(Items for identifying locations)
◇ ◇ ◇ ◇

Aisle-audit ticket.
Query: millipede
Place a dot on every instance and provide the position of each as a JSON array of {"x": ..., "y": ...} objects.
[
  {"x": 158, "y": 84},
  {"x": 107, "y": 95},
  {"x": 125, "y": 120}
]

◇ ◇ ◇ ◇

(GIVEN TASK)
Copy the items above line for line, with no changes.

(RESULT BELOW)
Aisle-audit ticket.
Query: millipede
Place a dot on every instance and provide the position of each as a JSON array of {"x": ..., "y": ...} objects.
[
  {"x": 158, "y": 84},
  {"x": 107, "y": 95},
  {"x": 125, "y": 120}
]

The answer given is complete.